_TASK PROMPT_
Reproduce exactly the span of lines that opens with the line containing "point: the mallet" and closes with the last line of the entries below.

*** DATA EXCERPTS ***

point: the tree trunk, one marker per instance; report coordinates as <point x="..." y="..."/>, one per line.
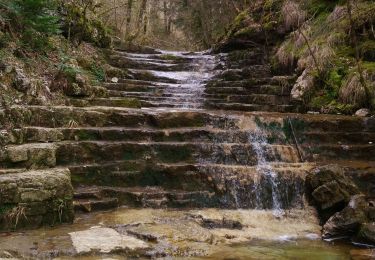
<point x="128" y="17"/>
<point x="354" y="40"/>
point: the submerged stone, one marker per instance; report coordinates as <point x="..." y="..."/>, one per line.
<point x="104" y="240"/>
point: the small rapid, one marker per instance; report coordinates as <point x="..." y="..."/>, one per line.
<point x="181" y="76"/>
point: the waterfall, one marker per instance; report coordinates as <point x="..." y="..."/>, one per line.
<point x="265" y="172"/>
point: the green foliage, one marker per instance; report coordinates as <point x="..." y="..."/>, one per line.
<point x="98" y="72"/>
<point x="78" y="26"/>
<point x="35" y="20"/>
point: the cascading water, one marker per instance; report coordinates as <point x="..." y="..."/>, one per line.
<point x="188" y="89"/>
<point x="265" y="172"/>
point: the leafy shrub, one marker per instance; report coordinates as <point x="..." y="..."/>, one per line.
<point x="35" y="20"/>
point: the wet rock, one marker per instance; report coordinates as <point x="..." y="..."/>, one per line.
<point x="35" y="198"/>
<point x="330" y="189"/>
<point x="366" y="233"/>
<point x="218" y="223"/>
<point x="362" y="254"/>
<point x="348" y="221"/>
<point x="303" y="86"/>
<point x="104" y="240"/>
<point x="364" y="112"/>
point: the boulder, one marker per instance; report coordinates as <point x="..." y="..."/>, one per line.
<point x="330" y="189"/>
<point x="366" y="233"/>
<point x="363" y="112"/>
<point x="35" y="198"/>
<point x="362" y="254"/>
<point x="303" y="87"/>
<point x="348" y="221"/>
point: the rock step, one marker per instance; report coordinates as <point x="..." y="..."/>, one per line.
<point x="171" y="98"/>
<point x="172" y="104"/>
<point x="155" y="197"/>
<point x="32" y="198"/>
<point x="146" y="75"/>
<point x="202" y="134"/>
<point x="90" y="205"/>
<point x="263" y="99"/>
<point x="183" y="176"/>
<point x="72" y="117"/>
<point x="287" y="81"/>
<point x="110" y="102"/>
<point x="172" y="152"/>
<point x="255" y="71"/>
<point x="231" y="89"/>
<point x="250" y="107"/>
<point x="143" y="134"/>
<point x="41" y="155"/>
<point x="157" y="57"/>
<point x="149" y="94"/>
<point x="148" y="64"/>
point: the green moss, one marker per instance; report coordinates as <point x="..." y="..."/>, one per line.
<point x="174" y="154"/>
<point x="170" y="57"/>
<point x="5" y="208"/>
<point x="129" y="102"/>
<point x="298" y="127"/>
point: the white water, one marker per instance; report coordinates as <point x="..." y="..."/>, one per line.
<point x="189" y="90"/>
<point x="265" y="171"/>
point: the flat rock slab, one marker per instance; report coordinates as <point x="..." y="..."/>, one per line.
<point x="104" y="240"/>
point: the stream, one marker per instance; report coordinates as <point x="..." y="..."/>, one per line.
<point x="229" y="189"/>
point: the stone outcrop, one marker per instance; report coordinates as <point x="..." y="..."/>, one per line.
<point x="330" y="189"/>
<point x="177" y="153"/>
<point x="35" y="198"/>
<point x="344" y="210"/>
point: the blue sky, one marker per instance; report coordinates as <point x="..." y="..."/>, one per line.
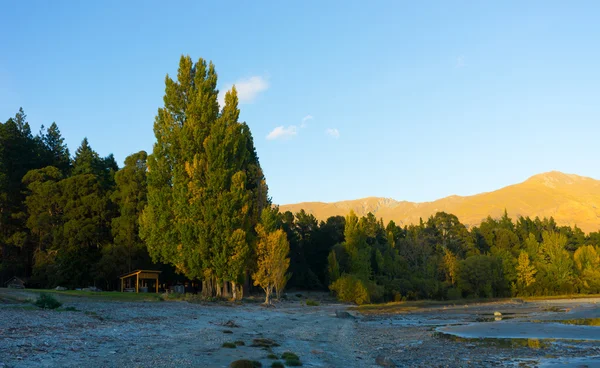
<point x="409" y="100"/>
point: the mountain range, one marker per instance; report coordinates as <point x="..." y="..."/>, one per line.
<point x="570" y="199"/>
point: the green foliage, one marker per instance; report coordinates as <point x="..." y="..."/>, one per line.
<point x="350" y="288"/>
<point x="289" y="355"/>
<point x="245" y="363"/>
<point x="205" y="185"/>
<point x="47" y="301"/>
<point x="293" y="363"/>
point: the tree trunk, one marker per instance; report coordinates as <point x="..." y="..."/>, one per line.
<point x="225" y="289"/>
<point x="218" y="288"/>
<point x="246" y="285"/>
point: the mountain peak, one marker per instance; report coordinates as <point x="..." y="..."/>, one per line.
<point x="570" y="199"/>
<point x="553" y="178"/>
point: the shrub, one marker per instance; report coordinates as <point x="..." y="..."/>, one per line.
<point x="351" y="289"/>
<point x="47" y="301"/>
<point x="245" y="363"/>
<point x="261" y="342"/>
<point x="454" y="293"/>
<point x="289" y="355"/>
<point x="293" y="363"/>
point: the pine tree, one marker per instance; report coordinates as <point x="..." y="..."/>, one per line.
<point x="525" y="271"/>
<point x="58" y="151"/>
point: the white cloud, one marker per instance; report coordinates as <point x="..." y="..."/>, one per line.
<point x="332" y="132"/>
<point x="248" y="89"/>
<point x="283" y="133"/>
<point x="305" y="119"/>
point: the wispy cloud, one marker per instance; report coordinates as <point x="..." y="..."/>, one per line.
<point x="283" y="133"/>
<point x="305" y="119"/>
<point x="332" y="132"/>
<point x="248" y="89"/>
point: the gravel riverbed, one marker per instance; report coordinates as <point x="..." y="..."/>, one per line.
<point x="181" y="334"/>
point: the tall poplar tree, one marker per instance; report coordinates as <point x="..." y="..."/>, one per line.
<point x="205" y="185"/>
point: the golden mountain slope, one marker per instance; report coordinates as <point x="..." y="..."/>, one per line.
<point x="570" y="199"/>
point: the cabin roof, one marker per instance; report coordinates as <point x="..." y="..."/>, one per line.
<point x="137" y="272"/>
<point x="14" y="278"/>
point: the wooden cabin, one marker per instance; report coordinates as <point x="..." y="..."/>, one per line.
<point x="15" y="283"/>
<point x="137" y="280"/>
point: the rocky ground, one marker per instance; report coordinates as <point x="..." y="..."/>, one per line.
<point x="181" y="334"/>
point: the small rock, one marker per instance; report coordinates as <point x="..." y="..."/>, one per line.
<point x="343" y="314"/>
<point x="385" y="361"/>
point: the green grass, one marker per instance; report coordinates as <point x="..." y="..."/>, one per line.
<point x="402" y="307"/>
<point x="103" y="295"/>
<point x="293" y="363"/>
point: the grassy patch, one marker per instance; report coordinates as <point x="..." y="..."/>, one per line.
<point x="94" y="315"/>
<point x="293" y="362"/>
<point x="407" y="306"/>
<point x="47" y="301"/>
<point x="263" y="343"/>
<point x="103" y="295"/>
<point x="289" y="355"/>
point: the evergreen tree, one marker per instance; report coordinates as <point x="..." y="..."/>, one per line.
<point x="58" y="151"/>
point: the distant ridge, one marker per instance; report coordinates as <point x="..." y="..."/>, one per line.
<point x="570" y="199"/>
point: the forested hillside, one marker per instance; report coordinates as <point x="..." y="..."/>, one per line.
<point x="198" y="208"/>
<point x="569" y="199"/>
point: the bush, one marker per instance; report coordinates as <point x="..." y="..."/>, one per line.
<point x="47" y="301"/>
<point x="289" y="355"/>
<point x="312" y="303"/>
<point x="454" y="294"/>
<point x="245" y="363"/>
<point x="349" y="288"/>
<point x="293" y="363"/>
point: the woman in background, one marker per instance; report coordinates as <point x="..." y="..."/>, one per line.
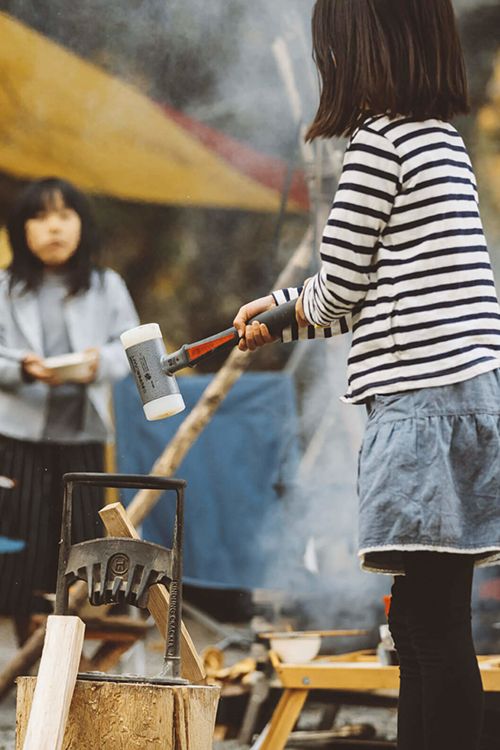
<point x="53" y="301"/>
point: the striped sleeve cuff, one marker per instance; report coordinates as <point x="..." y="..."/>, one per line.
<point x="294" y="333"/>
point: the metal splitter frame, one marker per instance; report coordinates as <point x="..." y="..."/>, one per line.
<point x="119" y="570"/>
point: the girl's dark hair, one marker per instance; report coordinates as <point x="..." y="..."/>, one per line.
<point x="393" y="57"/>
<point x="25" y="267"/>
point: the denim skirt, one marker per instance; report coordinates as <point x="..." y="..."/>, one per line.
<point x="429" y="474"/>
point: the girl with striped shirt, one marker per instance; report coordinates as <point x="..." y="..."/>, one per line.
<point x="405" y="269"/>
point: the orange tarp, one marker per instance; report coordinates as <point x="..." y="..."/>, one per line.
<point x="61" y="115"/>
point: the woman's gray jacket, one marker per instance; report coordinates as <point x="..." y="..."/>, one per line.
<point x="94" y="318"/>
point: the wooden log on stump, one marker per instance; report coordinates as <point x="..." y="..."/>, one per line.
<point x="55" y="683"/>
<point x="111" y="715"/>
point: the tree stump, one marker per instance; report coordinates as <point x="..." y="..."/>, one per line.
<point x="113" y="715"/>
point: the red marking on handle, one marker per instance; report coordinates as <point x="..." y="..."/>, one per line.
<point x="198" y="350"/>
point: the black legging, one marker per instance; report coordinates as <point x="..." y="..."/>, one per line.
<point x="441" y="697"/>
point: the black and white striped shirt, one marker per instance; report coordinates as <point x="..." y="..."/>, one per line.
<point x="405" y="265"/>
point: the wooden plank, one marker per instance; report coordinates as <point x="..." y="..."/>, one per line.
<point x="113" y="716"/>
<point x="55" y="683"/>
<point x="117" y="523"/>
<point x="283" y="719"/>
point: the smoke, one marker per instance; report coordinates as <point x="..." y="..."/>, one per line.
<point x="312" y="536"/>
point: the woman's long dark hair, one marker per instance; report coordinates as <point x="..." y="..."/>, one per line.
<point x="393" y="57"/>
<point x="39" y="196"/>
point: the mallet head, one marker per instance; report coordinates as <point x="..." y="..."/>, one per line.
<point x="159" y="392"/>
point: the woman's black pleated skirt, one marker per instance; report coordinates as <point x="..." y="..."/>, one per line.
<point x="31" y="511"/>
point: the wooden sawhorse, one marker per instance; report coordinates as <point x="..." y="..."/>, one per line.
<point x="359" y="670"/>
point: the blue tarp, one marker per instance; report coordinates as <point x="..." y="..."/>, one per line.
<point x="235" y="472"/>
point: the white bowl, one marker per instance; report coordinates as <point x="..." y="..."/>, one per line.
<point x="70" y="366"/>
<point x="296" y="649"/>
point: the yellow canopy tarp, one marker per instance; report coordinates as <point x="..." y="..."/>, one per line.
<point x="61" y="115"/>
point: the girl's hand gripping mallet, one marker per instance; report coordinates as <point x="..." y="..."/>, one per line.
<point x="153" y="369"/>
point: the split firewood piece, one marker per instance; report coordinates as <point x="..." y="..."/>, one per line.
<point x="55" y="683"/>
<point x="117" y="523"/>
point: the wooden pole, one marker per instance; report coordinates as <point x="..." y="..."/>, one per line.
<point x="55" y="683"/>
<point x="190" y="429"/>
<point x="117" y="523"/>
<point x="174" y="453"/>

*** End of DATA EXCERPTS ***

_WRITTEN RESPONSE_
point: the mallet head, one marker per instance; report coordinates as <point x="..." y="..."/>, one per line.
<point x="159" y="392"/>
point: the woman's black pleated skirt, one marker per instance; report coordinates as <point x="..." y="..."/>, one per line.
<point x="31" y="511"/>
point: the wooden sawhorse, one marker per instance; report coordinates as <point x="..." y="..."/>, one per line.
<point x="359" y="670"/>
point: the blue tarp, one marker per instance; report coordinates as <point x="..." y="..."/>, one per line.
<point x="235" y="472"/>
point: the white bowl, one marker per instance; report coordinates as <point x="..." y="..."/>, one per line.
<point x="70" y="366"/>
<point x="296" y="649"/>
point: the yellow canopy tarp, one marker per instance; report coordinates as <point x="..." y="..."/>, one per line.
<point x="61" y="115"/>
point: the girl's hand gripping mallet, one marker per instance; report coordinates as <point x="..." y="..."/>, one per line.
<point x="153" y="369"/>
point: the split firewood piece, one marker per instance; report coordinates as <point x="..." y="..."/>, one per line.
<point x="55" y="683"/>
<point x="117" y="523"/>
point: the wooden pole, one marker per instance; report coordinates as <point x="..." y="..."/>, one per line.
<point x="55" y="683"/>
<point x="190" y="429"/>
<point x="117" y="523"/>
<point x="174" y="453"/>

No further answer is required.